Start ENTRIES PROVIDED

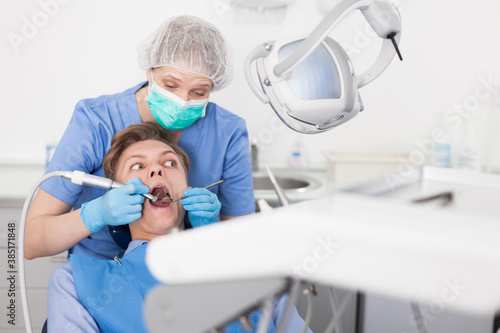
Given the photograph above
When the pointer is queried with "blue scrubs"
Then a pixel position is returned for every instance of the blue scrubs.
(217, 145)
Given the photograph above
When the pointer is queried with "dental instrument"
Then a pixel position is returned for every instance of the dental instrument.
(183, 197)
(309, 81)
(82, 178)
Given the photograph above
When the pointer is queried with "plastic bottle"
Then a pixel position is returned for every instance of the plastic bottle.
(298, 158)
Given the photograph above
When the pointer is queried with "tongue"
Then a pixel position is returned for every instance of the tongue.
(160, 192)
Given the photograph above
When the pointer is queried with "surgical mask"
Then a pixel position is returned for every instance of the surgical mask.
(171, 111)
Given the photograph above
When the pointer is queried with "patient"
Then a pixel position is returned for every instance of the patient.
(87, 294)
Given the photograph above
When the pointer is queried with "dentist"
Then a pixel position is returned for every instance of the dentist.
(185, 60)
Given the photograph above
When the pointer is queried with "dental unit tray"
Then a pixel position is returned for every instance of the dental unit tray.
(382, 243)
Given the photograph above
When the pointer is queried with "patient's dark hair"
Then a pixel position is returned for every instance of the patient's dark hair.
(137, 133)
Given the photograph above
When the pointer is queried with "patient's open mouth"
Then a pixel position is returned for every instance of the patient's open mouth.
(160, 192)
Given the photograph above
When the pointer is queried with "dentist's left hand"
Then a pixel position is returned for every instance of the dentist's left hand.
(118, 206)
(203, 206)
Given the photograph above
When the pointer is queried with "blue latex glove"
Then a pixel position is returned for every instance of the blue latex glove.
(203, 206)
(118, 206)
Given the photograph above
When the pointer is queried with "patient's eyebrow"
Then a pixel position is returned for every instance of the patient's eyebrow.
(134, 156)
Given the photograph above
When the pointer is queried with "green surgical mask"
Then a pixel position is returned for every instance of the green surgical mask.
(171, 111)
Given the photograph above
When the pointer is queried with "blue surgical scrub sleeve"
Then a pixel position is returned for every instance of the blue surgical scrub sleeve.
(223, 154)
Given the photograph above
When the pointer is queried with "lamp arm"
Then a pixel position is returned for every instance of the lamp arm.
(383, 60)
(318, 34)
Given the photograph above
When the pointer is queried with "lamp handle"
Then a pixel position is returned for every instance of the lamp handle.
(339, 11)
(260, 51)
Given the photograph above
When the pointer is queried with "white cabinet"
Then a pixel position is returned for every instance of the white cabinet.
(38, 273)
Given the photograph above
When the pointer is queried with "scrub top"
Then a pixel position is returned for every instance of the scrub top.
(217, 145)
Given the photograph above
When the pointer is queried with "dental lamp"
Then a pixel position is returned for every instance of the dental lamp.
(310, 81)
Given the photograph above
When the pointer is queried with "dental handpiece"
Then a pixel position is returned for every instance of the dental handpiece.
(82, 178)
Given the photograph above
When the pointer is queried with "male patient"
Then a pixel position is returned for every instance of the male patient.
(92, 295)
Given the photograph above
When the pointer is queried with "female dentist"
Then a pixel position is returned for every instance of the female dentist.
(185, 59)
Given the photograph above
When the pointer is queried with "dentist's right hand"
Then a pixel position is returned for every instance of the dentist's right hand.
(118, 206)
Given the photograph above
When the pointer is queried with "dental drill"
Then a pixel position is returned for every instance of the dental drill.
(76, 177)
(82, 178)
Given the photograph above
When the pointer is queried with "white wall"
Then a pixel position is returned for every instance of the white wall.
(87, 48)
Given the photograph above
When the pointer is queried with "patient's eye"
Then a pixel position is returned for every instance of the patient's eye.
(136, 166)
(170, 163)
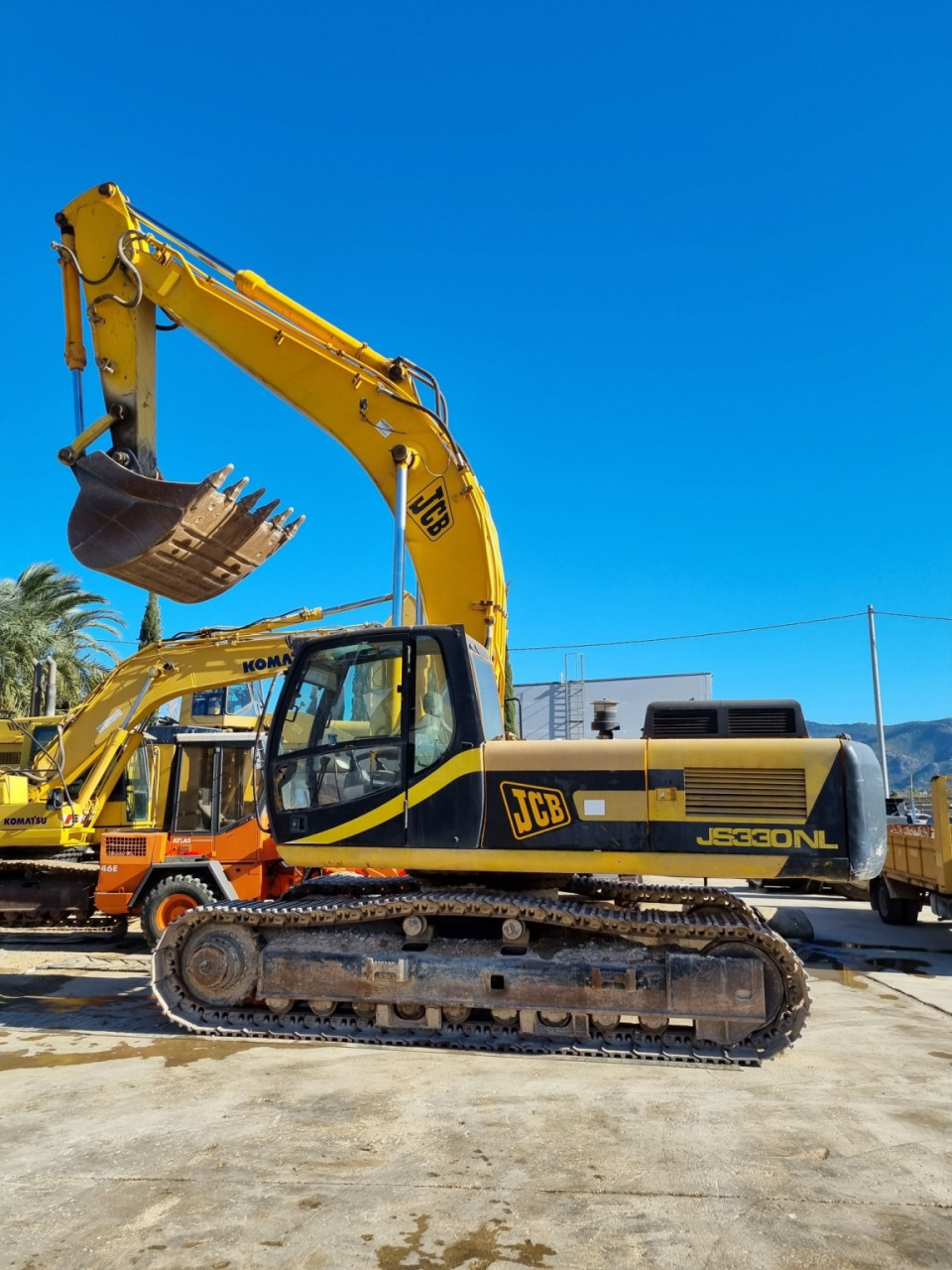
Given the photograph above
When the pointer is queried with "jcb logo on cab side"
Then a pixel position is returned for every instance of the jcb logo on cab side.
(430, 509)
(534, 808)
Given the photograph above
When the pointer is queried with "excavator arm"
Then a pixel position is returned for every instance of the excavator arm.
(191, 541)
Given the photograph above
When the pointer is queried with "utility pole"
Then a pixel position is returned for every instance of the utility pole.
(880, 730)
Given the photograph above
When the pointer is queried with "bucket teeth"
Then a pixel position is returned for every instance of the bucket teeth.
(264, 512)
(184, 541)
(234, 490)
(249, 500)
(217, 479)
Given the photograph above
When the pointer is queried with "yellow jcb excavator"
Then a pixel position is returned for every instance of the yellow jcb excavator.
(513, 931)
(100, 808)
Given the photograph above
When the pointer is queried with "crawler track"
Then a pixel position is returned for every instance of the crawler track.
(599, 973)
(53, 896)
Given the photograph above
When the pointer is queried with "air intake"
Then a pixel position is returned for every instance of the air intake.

End ENTRIES PROVIDED

[TASK DIRECTIONS]
Images do not belong in the copy; reproduce all other parts of the records above verbatim.

[TASK OUTPUT]
Given the photograph above
When the pointer is queried with "blue scrubs"
Then a pixel position is returned for every instance of the blue scrubs.
(217, 145)
Given the photograph above
When the pointer is queried with "dental instrument"
Then a pixel position is returned for every instance of the dental instrument.
(183, 197)
(309, 81)
(82, 178)
Given the photograph above
When the pointer is queried with "plastic bottle"
Then a pixel position is returned for every instance of the plastic bottle.
(298, 158)
Given the photograph above
When the pointer is queried with "tongue"
Then a pixel position is returned for every instance of the tongue.
(160, 192)
Given the photograph above
When the pointer is queried with "surgical mask"
Then a pixel position is returned for every instance of the surgical mask.
(171, 111)
Given the photograph above
When the pointer is queried with "patient"
Then a pixel position is returned for every instance of the patient.
(87, 294)
Given the photograph above
When the pointer is queried with "dentist"
Then a pixel position is returned for every instance of the dentist.
(185, 60)
Given the photograph above
When the pointer is queried with "dental unit tray"
Then a pixel position is returned for every instance of the dental unit tray.
(382, 243)
Given the photograph above
When the pointer is queried with "patient's dark hair"
Then a pixel position is returned for every instance of the patient's dark hair.
(137, 133)
Given the photograph above
When the pointer is queried with "patient's open mouth"
Then a pixel position is returned for every instance of the patient's open mouth.
(160, 192)
Given the photograph above
When the pointer is queried with "dentist's left hand"
Then a pixel position is returned for every instance of the dentist's left hand.
(118, 206)
(203, 206)
Given the photograph above
When the pointer is queried with "blue latex glove"
Then a pixel position is returned for every instance of the blue latex glove.
(203, 206)
(118, 206)
Given the photograph above
When the pointer is queried with "patient's eyebrow"
Then a pixel position is returned for every instance of the patient's eyebrow.
(134, 156)
Given the photograph above
When the pointer is queried with "green surgical mask"
Then a pixel position is returned for every instance of the green surgical mask.
(171, 111)
Given the photograph above
When the pointer is queried with "blue surgical scrub sleeve"
Then a pixel position is returned for every instance of the blue surgical scrub sleeve.
(223, 154)
Given the photograph above
When the pointer is queried with "lamp arm"
Then a pixel position is returned for every instance of the lamp arm.
(383, 60)
(318, 34)
Given the photograph above
When the pointer is queried with "lamp handle"
Then a pixel position is returned for every instance of the lamp handle.
(339, 11)
(260, 51)
Given the photograph above
When the pointer is queried with "white cabinet"
Then a pixel position is returned for every instance of the white cabinet.
(38, 273)
Given the photograph above
When the pointer is queried with "scrub top"
Then a pixel position is returned for every instance of the scrub top.
(217, 145)
Given the photograph above
When the pointer is queried with "dental lamp"
Then a pixel position is returned for every instance of the dental lamp.
(310, 81)
Given the photograph above
When the pointer is queried with "dental handpiece"
Then a pixel position is returned for every instance of the dental handpiece.
(82, 178)
Given the photograph above
When the pointer is queried with "male patient"
Then a pixel position is returned for every instance of the male patient.
(92, 295)
Given the photograph above
When the pointer is queried with "female dentist"
Then a pixel position is returned for every instance of the female dentist.
(185, 59)
Given the photograph above
When the pointer is queried with "dentist's right hand"
Then a pixel position is returned for every instance of the dentist's right hand.
(118, 206)
Given the photograph above
When the pointer is queried with "dental drill"
Then a pixel position is returned for every instance of the dental drill.
(76, 177)
(82, 178)
Given the photograph above
When the pointer is queried with "white wall"
Then a pixel position is returned for every instance of the white wall.
(87, 48)
Given the photograph above
When the pointer is queried with "patient's eye"
Then a pixel position is returned for every instance of the patient's eye.
(136, 166)
(170, 163)
Given the photograph above
When the pointer is queried with "jcb logo on cab side"
Then a pixel position is returned for every instance of the jcb logo on cab side.
(430, 509)
(534, 808)
Given the photograph above
When the pointer is queried with "excavator arm"
Then a pixel position is returned for every instance of the excavator arm.
(191, 541)
Given the photograph above
When the pointer is queried with "utility pole"
Then a pixel position is returned for every instance of the utility pole.
(880, 730)
Given the photograph above
When the pointer is queried with "bucket teeth"
Then a pixel position is returned for every instance of the bucket teeth.
(264, 512)
(184, 541)
(234, 490)
(249, 500)
(217, 479)
Given the photograph above
When the pointer is queried with "yellow jcb excavator"
Then a pixel position is returned for every instance of the yellow jcb excavator.
(513, 931)
(100, 808)
Given the photograph above
When the pointer is queried with "crawler track"
Then a pixel position is returned for every instance of the crawler track.
(599, 973)
(53, 896)
Given the photograph above
When the pointer is queried with "air intake"
Then a pixel position is returned for every instance of the air intake.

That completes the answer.